= ZU BEARBEITENDE DATEN =

=====

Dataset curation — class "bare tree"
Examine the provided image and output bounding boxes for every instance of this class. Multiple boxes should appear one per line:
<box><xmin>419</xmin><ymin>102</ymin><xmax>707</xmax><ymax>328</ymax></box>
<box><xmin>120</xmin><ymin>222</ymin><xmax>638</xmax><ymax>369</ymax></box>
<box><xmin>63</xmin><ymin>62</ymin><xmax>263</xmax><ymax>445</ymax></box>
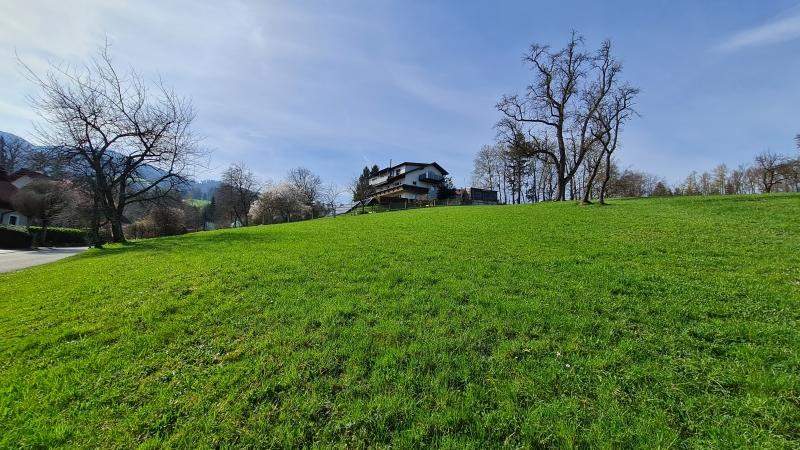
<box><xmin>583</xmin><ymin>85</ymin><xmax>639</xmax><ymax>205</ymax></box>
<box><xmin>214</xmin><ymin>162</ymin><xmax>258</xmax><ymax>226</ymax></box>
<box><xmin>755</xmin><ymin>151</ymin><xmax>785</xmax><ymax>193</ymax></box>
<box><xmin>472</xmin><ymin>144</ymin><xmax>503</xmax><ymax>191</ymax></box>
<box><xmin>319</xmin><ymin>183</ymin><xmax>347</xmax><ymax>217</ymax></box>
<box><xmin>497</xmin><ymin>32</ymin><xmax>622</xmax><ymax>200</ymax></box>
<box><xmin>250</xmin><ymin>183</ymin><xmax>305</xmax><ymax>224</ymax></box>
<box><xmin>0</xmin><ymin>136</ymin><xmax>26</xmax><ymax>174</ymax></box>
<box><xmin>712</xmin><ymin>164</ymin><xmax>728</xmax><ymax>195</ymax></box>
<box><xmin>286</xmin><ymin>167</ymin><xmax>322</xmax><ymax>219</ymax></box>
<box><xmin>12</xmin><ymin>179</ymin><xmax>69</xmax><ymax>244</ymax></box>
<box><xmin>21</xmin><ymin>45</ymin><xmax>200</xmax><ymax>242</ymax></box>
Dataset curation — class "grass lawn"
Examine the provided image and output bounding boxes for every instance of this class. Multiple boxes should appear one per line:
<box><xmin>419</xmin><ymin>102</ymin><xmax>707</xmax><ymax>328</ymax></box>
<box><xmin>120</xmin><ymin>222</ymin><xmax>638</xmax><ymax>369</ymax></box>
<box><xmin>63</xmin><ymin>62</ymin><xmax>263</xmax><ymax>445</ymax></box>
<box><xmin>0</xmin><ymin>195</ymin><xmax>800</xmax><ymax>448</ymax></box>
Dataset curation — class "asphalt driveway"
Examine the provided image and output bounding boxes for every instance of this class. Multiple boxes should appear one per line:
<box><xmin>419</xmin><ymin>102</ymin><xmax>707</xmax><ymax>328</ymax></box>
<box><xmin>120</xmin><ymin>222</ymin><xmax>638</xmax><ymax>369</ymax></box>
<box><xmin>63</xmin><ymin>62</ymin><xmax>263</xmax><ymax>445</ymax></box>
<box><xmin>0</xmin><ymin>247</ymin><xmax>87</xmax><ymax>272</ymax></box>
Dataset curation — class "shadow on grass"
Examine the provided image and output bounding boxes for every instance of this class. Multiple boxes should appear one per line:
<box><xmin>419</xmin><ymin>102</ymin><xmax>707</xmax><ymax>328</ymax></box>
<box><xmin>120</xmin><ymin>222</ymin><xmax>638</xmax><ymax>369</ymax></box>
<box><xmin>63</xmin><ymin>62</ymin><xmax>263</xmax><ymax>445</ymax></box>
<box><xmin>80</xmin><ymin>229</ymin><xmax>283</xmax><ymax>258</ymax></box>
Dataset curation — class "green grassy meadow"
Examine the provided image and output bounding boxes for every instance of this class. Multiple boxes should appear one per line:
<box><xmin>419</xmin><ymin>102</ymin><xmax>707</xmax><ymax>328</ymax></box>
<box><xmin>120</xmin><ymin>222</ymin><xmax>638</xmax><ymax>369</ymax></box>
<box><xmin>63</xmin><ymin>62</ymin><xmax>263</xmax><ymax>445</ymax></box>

=====

= AUFGABE =
Ermittle bitte, in wie vielen Zeilen der Einträge oben die Zeichenfolge „curation“ vorkommt, wobei Groß- und Kleinschreibung zu beachten ist. Gib nur die Zahl an.

= LÖSUNG =
5